Whatever the data contains, copy all of it exactly.

Segment Start: Task input

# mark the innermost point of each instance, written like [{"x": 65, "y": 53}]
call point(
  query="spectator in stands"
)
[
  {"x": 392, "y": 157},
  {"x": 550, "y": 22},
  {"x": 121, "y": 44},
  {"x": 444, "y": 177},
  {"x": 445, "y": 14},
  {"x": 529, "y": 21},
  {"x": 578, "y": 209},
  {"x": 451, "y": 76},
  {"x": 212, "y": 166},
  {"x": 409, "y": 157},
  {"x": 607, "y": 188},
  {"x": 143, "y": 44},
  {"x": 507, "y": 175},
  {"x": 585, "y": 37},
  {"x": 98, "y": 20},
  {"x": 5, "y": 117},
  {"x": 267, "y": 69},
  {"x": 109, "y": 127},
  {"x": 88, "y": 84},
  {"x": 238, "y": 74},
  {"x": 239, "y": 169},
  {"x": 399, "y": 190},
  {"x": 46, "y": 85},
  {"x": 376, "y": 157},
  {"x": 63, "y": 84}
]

Segment End: Task input

* **Result of the task**:
# mark the innermost point of each instance, written like [{"x": 65, "y": 53}]
call point(
  query="spectator in stands"
)
[
  {"x": 392, "y": 157},
  {"x": 550, "y": 22},
  {"x": 121, "y": 44},
  {"x": 444, "y": 177},
  {"x": 445, "y": 14},
  {"x": 529, "y": 21},
  {"x": 578, "y": 209},
  {"x": 451, "y": 76},
  {"x": 212, "y": 166},
  {"x": 409, "y": 157},
  {"x": 607, "y": 188},
  {"x": 143, "y": 44},
  {"x": 507, "y": 175},
  {"x": 585, "y": 37},
  {"x": 98, "y": 20},
  {"x": 5, "y": 117},
  {"x": 267, "y": 69},
  {"x": 109, "y": 127},
  {"x": 88, "y": 84},
  {"x": 238, "y": 74},
  {"x": 239, "y": 169},
  {"x": 399, "y": 190},
  {"x": 46, "y": 85},
  {"x": 376, "y": 157},
  {"x": 63, "y": 84}
]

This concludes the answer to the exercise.